Przejdź do zawartości

O doskonałych mowcach

Z Wikiźródeł, wolnej biblioteki
<<< Dane tekstu >>>
Autor Cyceron
Tytuł O doskonałych mowcach
Pochodzenie Dzieła M. T. Cycerona: Tom VI
Wydawca Biblioteka Kórnicka
Data wyd. 1873
Miejsce wyd. Poznań
Tłumacz Erazm Rykaczewski
Tytuł orygin. De optimo genere oratorum
Inne Pobierz jako: EPUB  • PDF  • MOBI 
Indeks stron



MARKA TULLIUSZA
CYCERONA
O DOSKONAŁYCH MOWCACH.


O DOSKONAŁYCH MOWCACH.[1]

I. Mówią że wymowa, równie jak poezya, ma swoje rodzaje. Jestto błędem; poezya tylko jest wieloraka: tragedya, komedya, epopea, oda i dytyramb, więcej u nas uprawiany[2], są to zupełnie różne od siebie rodzaje. Komiczność nie uchodzi w tragedyi, tragiczność w komedyi jest szpetną wadą; inne także rodzaje poezyi mają właściwy sobie język, i jakby ton głosu łatwy znawcom do rozpoznania. Ale ktoby upatrywał w wymowie kilka rodzajów, dla tego że u jednych mówców jest większa wzniosłość, moc, okwitość, u drugich większa prostota, zwięzłość, subtelność, u innych jakby pośrednie między temi zalety, wiele powiedziałby o ludziach, mało o sztuce. W sztuce bowiem szukamy co jest najlepszego, o ludziach mówiąc, wskazujemy ich przymioty. Może, kto zechce, nazwać Enniusza wielkim poetą epicznym, podnieść Pakuwiusza do rzędu znakomitych tragików, naznaczyć nawet Cecyliuszowi pierwsze między pisarzami komedyi miejsce; ale nie dzielę wymowy na rodzaje, bo doskonałości szukam. Jedna zaś tylko jest doskonałość, a którzy do niej nie dochodzą, nie rodzajem się różnią, jak Terencyusz od Attiusza, ale nierównością w tym samym rodzaju. Ten jest doskonałym mówca, którego mowa naucza, podoba się, wzrusza. Powinnością jest nauczać, chlubą podobać się, koniecznością wzruszyć. Że w tem jedni mówcy są mocniejsi od drugich, zgadzam się na to; ale jestto różnica w stopniu, nie w rodzaju. Doskonałość jest jedna, a do niej to się najwięcej zbliża, co jest do niej najpodobniejsze; zkąd jasno się okazuje, że to jest najgorsze, co do doskonałości jest najmniej podobne.

**Materiał do zadań**:
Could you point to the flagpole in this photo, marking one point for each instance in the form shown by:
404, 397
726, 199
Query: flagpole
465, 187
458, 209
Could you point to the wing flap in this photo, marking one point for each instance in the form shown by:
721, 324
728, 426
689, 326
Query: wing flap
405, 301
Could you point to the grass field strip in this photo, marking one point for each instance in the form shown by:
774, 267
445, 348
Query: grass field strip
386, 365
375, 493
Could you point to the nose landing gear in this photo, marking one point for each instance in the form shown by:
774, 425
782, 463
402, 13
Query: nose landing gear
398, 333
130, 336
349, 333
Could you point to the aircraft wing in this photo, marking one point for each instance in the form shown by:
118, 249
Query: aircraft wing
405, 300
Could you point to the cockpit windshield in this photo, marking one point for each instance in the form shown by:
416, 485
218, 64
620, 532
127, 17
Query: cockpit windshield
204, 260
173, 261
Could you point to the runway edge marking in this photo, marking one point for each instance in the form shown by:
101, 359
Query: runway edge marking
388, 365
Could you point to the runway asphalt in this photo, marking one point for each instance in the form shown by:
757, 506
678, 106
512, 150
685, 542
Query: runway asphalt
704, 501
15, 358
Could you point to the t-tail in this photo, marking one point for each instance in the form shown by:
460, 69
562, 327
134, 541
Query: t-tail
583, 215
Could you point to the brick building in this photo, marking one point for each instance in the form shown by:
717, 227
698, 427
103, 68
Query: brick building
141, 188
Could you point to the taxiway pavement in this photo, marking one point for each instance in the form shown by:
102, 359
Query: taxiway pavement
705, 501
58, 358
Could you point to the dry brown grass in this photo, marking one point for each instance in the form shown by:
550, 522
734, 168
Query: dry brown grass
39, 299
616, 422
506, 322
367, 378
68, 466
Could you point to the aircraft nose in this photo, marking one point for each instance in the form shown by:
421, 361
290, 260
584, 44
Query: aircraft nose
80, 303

**Do wykonania**:
**a)** Zredaguj wiersze stojące po tekście o doskonałych mówcach, od wiersza zawierającego „Could you point to the taxiway” do ostatniego z nich, oba włącznie. Przepisz je, zamieniając „dry brown grass” na „dry yellow grass” i nie ruszając niczego poza tym.
**b)** Kontynuuj tekst o doskonałych mówcach od miejsca, w którym się kończy.

**Odpowiedzi do zadań**:
**a)**
Could you point to the taxiway pavement in this photo, marking one point for each instance in the form shown by:
102, 359
Query: taxiway pavement
705, 501
58, 358
Could you point to the dry yellow grass in this photo, marking one point for each instance in the form shown by:
550, 522
734, 168
Query: dry yellow grass
39, 299
616, 422
506, 322
367, 378
68, 466
Could you point to the aircraft nose in this photo, marking one point for each instance in the form shown by:
421, 361
290, 260
584, 44
Query: aircraft nose
80, 303

**b)**
II. Bo, ponieważ wymowa składa się z słów i z myśli, powinniśmy naprzód starać się o czyste i poprawne wysłowienie, potem o piękność właściwych i przenośnych wyrażeń. Między właściwemi wybierać mamy najstosowniejsze, przenośnych skromnie używać, idąc za podobieństwem. Tyle zaś jest rodzajów myśli, ile zalet mówcy wskazaliśmy: nauczanie wymaga przekonywających, podobanie się przyjemnych, wzruszenie przenikających myśli. Jest także pewne wyrazów uszykowanie, dwa skutki sprawujące, słodycz i harmonią; myśli podobnież mają swój układ i porządek zdolny przekonać. Gruntem tego wszystkiego jest, jak w budynkach, pamięć, światłem akcya. Doskonały mowca ma te przymioty połączone w najwyższym stopniu, mierny w pośrednim, zły w najniższym stopniu. Wszystkich atoli nazywamy mowcami, równie jak złych malarzów zowiemy malarzami, a różnica między nimi nie w rodzaju, ale w zdolnościach zachodzi. Niema mówcy, któryby nie chciał być Demostenesowi podobnym; ale Menander nie życzył sobie być podobnym Homerowi; jego rodzaj był różny. Nie tak się rzecz ma z mowcami; albo jeżeli jeden dążąc do wspaniałości unika prostoty, drugi przeciwnie woli być bystrym niżeli ozdobnym, taki jest może znośnym w swoim rodzaju, ale pewnie nie najlepszym, bo doskonałość ma wszystkie zalety.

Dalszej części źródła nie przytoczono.